WHAT YOU WILL DO
(1) Translate this sentence from the Manny Laureano biography into Spanish: "He held this post for four years before serving as principal trumpet with the Minnesota Orchestra."
(2) Answer from the Manny Laureano biography:
(a) In what year did he receive his Bachelor of Music Degree from the Juilliard School?
(b) Who conducted the American premiere of the Friedrich Wildgans concerto?
(c) What is the title of the work by Reinaldo Moya that Laureano premiered?
(3) Please carry the Manny Laureano biography forward from its final sentence with a further paragraph.

EXCERPT TO READ
--------------------------------------------------

= Manny Laureano =

American trumpet player and conductor (born 1955)

Manny Laureano (born August 17, 1955) is an American trumpet player and conductor.

He was the principal trumpet of the Minnesota Orchestra from 1981 to 2025. Laureano began his musical studies in the New York City public school system and received his Bachelor of Music Degree from the Juilliard School in 1977. He was appointed Principal Trumpet of the Seattle Symphony, where he performed various solo works, including the rarely played concerto by Michael Haydn. He held this post for four years before serving as principal trumpet with the Minnesota Orchestra. He appeared numerous times with the Minnesota Orchestra as soloist playing concertos by Haydn, Hummel, Arutiunian, and Tomasi. He also performed the American premiere of the concerto by Viennese composer Friedrich Wildgans along with Leonard Slatkin conducting in Minneapolis in 1983. In 2006, Laureano appeared as a soloist along with trumpeter Doc Severinsen in a concerto for two trumpets by composer Steve Paulus. Since then, he has premiered two works for solo trumpet and orchestra, one, a concerto by Michael Gilbertson and another by Reinaldo Moya called A Matter of Taste. He has performed as soloist with a variety of ensembles throughout the United States including the South Dakota Symphony Orchestra, Des Moines Symphony, and the Chamber Orchestra of the Springs in Colorado.

--------------------------------------------------

DATA RECORDS
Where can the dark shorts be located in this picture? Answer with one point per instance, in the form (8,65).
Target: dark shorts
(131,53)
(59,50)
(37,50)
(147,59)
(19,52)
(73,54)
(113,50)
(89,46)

--------------------------------------------------

TASK ANSWERS
(1) Ocupó este puesto durante cuatro años antes de desempeñarse como trompeta principal de la Orquesta de Minnesota.

(2)
(a) 1977
(b) Leonard Slatkin
(c) A Matter of Taste

(3)
As a conductor, he has worked with a variety of ensembles, ranging from having been Music Director of the Calhoun-Isles Community Band in Minneapolis, Music Director of the Metropolitan Symphony Orchestra, to several appearances in Young People's Concerts with the Minnesota Orchestra. He has been in demand as a clinician for young orchestras throughout the state of Minnesota. In 2002, Manny and his wife Claudette were invited to guest-conduct the National Suzuki Youth Festival Orchestra and were invited to serve again in 2004. Manny served as Co-Artistic Director of the Minnesota Youth Symphonies (MYS) from 1988 until 2020. He was the conductor of the MYS Symphony Orchestra and was the brass coach for the MYS Repertory Orchestra, conducted by Co-Artistic Director Claudette Laureano. Laureano served as Assistant Conductor of the Minnesota Orchestra during the 2005-06 season and served as conductor of the 2008-2009 Minnesota All-State orchestra. In recent years he has appeared as a guest conductor at Indiana University, as well as the Eastern Music Festival, St. Olaf College, and Bethel University.